start Information provided
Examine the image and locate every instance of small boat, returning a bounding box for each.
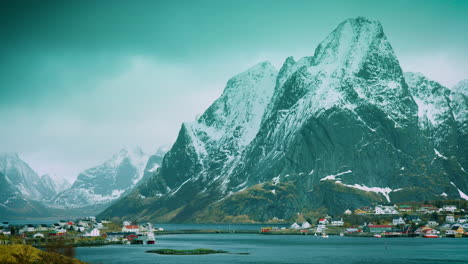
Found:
[146,232,156,245]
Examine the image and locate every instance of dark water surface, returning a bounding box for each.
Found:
[76,234,468,264]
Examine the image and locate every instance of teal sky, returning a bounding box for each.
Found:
[0,0,468,182]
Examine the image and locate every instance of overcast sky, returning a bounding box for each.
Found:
[0,0,468,184]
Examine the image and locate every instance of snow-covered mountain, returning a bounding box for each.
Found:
[452,79,468,96]
[50,148,149,212]
[0,153,56,200]
[101,17,468,222]
[0,153,60,218]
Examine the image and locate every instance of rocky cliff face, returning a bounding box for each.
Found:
[0,153,56,218]
[102,18,468,222]
[0,153,56,200]
[49,149,149,213]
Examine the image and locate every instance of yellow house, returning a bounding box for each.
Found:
[452,226,465,234]
[354,209,367,215]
end Information provided
▶ **Problem**
Starting with the line that contains "Examine the image and locate every instance of snow-covered" and going on through the end of the rows, write those lines again with "rocky cliff face" changed to "steep rock slope" and nothing else altered.

▶ **Exercise answer**
Examine the image and locate every instance of snow-covered mountain, returning a bounding box for each.
Found:
[452,79,468,96]
[50,148,149,212]
[0,153,56,200]
[101,17,468,222]
[0,153,60,218]
Examine the image and locate every instance of steep rock slope, returning a bounding box for each.
Found:
[0,153,56,218]
[102,18,468,222]
[0,153,56,200]
[49,149,149,213]
Examine the image and locate every instance of yellow house, returning a bounding box for each.
Found:
[452,226,465,234]
[354,209,367,215]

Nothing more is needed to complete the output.